> Passage for review:

========

March 21, 2009: The Hollywood Peace March (or) The Revolution Will Not Be Organized
On March 21, 2009, a peace march was held in Hollywood. The goal was to bring about the end of war on a global scale. It was a call for solidarity amongst all members of the left. I had seen the posters for months. By D-Day, I could almost hear the footsteps of the march that was going to stop the war in my head. There was no way I was going to miss this.
I spent the first twenty-four years of my life in my mother’s basement in Philadelphia, spinning old records, decorating my room with upside-down American flags, and reading the Communist Manifesto. Most of my youth, I dreamed of attending a massive peace rally. At last I would be given my chance to run through the streets with blood on my face. I was ready to stop the war.

========

Collected data:
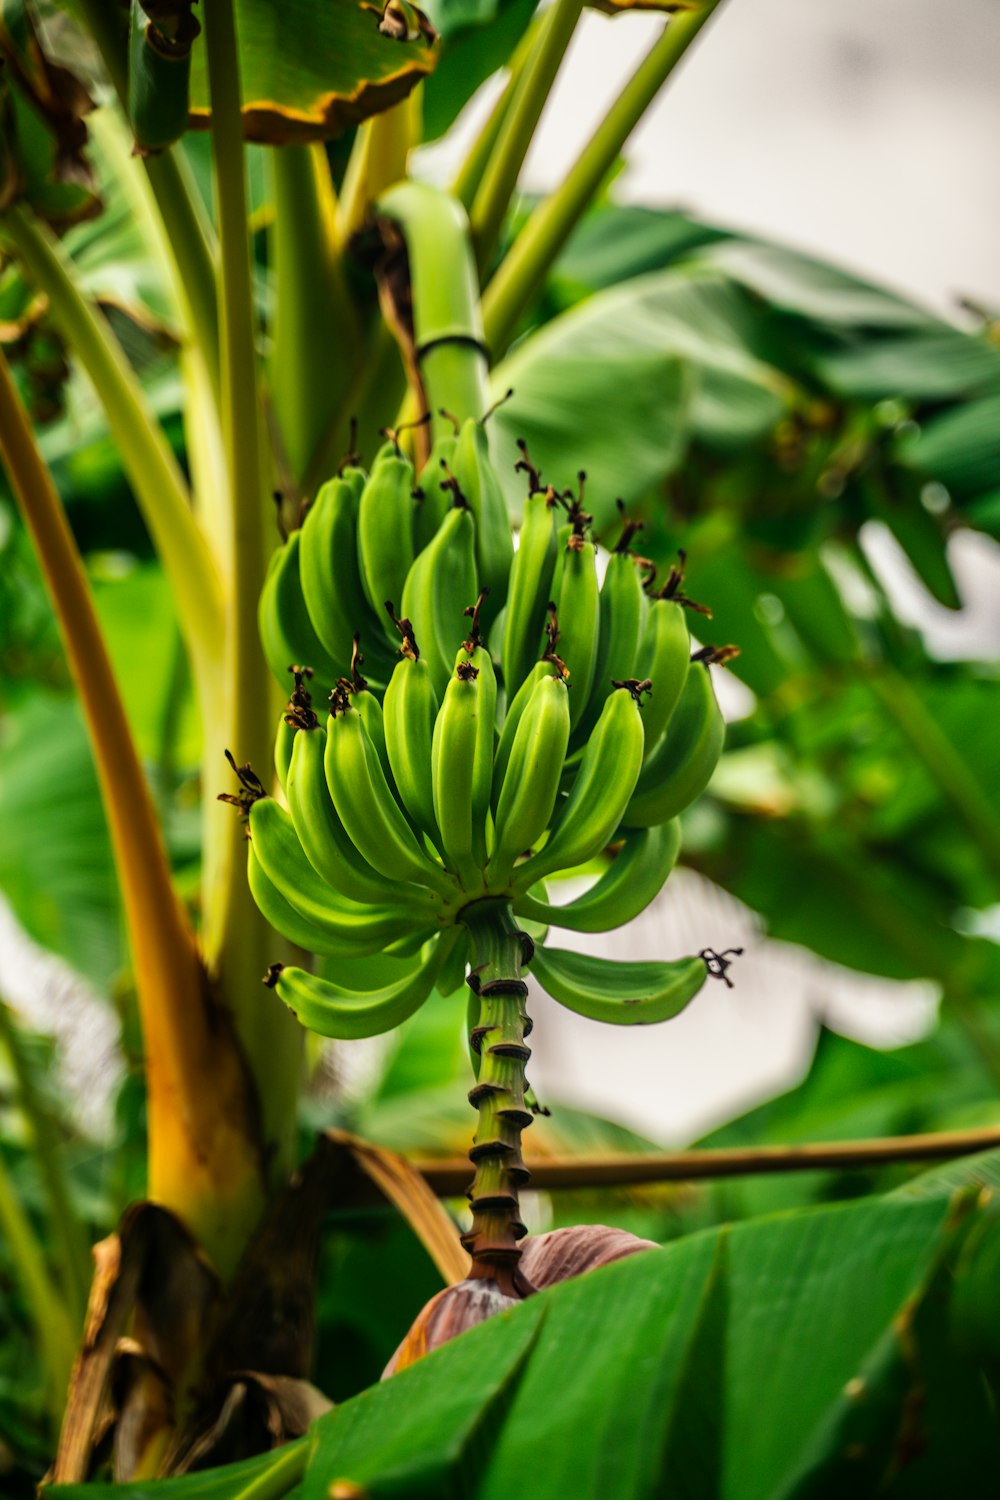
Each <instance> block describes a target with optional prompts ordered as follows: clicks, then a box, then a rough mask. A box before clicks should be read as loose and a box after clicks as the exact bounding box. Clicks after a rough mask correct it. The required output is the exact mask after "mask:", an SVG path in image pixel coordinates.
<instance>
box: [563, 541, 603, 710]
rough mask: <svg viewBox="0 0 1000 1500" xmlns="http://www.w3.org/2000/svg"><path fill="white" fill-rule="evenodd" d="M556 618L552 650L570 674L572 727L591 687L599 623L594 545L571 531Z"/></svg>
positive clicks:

========

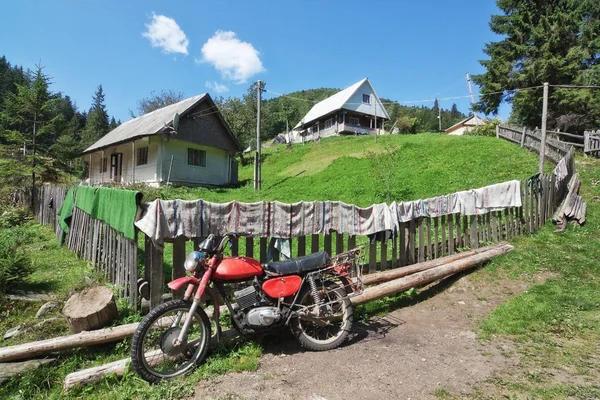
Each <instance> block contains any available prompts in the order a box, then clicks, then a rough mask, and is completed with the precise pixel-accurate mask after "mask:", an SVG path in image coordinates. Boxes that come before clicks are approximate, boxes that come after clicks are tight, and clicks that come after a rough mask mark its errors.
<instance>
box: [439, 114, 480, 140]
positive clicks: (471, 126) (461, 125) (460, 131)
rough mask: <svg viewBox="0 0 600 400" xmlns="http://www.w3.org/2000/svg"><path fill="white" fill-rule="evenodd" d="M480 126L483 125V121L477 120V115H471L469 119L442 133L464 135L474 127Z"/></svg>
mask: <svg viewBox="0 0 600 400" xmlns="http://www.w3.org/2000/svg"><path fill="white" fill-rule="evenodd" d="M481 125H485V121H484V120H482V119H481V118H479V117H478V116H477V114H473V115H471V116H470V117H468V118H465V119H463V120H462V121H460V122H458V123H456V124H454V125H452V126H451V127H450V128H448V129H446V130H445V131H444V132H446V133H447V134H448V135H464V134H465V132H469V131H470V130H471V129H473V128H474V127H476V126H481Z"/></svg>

========

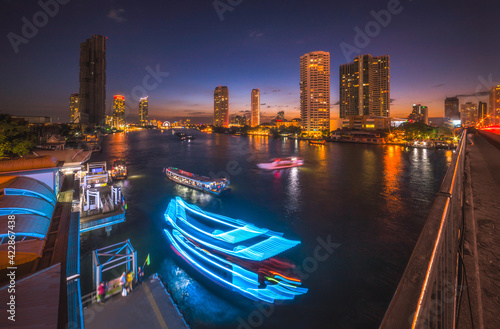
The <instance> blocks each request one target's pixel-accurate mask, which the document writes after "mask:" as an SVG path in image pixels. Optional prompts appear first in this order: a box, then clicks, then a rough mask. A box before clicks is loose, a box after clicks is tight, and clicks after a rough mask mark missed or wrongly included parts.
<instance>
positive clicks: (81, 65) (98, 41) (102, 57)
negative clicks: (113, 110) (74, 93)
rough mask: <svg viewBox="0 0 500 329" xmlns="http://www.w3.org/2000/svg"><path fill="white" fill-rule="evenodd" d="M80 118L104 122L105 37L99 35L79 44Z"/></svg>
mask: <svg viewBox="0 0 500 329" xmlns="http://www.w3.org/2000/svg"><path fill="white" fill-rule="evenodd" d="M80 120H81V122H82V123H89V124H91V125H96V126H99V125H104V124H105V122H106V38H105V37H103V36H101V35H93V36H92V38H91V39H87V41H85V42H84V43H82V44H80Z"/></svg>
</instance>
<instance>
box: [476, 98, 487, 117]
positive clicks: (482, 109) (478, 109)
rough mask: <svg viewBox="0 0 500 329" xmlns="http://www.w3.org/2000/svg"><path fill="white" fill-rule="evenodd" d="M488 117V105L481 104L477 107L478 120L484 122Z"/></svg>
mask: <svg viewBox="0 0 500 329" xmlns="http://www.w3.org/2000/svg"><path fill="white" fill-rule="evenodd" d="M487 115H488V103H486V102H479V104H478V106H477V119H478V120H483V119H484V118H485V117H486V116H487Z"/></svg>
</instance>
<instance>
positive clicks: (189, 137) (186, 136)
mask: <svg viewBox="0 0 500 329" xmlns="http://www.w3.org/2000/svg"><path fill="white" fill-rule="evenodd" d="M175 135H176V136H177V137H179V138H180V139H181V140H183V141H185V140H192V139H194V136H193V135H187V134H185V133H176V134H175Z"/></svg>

========

> To do:
**1.** In the essay about the Hollywood peace march, in which city did the writer spend the first twenty-four years of life?
**2.** Reproduce word for word the portion of the Hollywood peace march essay that begins at the words "I spent the" and ends after the words "stop the war.".
**3.** Take the Hollywood peace march essay further, picking up right after its final sentence.
The data above was gathered from a separate source.

> Answers by item number:
**1.** Philadelphia.

**2.**
I spent the first twenty-four years of my life in my mother’s basement in Philadelphia, spinning old records, decorating my room with upside-down American flags, and reading the Communist Manifesto. Most of my youth, I dreamed of attending a massive peace rally. At last I would be given my chance to run through the streets with blood on my face. I was ready to stop the war.

**3.**
When I got to Hollywood and Vine, I found the rally all right. I couldn’t believe that things had escalated this quickly. I knew that when Obama mobilized the apathetic slice of the population that the backlash would come. I just didn’t realize that it would happen so quickly. He built a constituency of people who had retired from caring about politics. Anarchists, draft dodgers, and socialists were suddenly lining up to volunteer.
That was November and this is March. This was going to be the first major demonstration since the beginning of the Obama Presidency. It was supposed to be the first rally of the new peace movement. At least that’s what the people who organized it were saying. They even had mock coffins with American, Iraqi, Palestinian, and Afghani flags draped over them to drop off at the Armed Forces Recruitment Center on La Brea.
Like lemon juice on a paper cut, Barack Obama’s order to send 17,000 more troops to Afghanistan and his lame August 2010 pull-out date for Iraq have brought all of these people here. That and the hope that someone, somewhere, is actually still listening.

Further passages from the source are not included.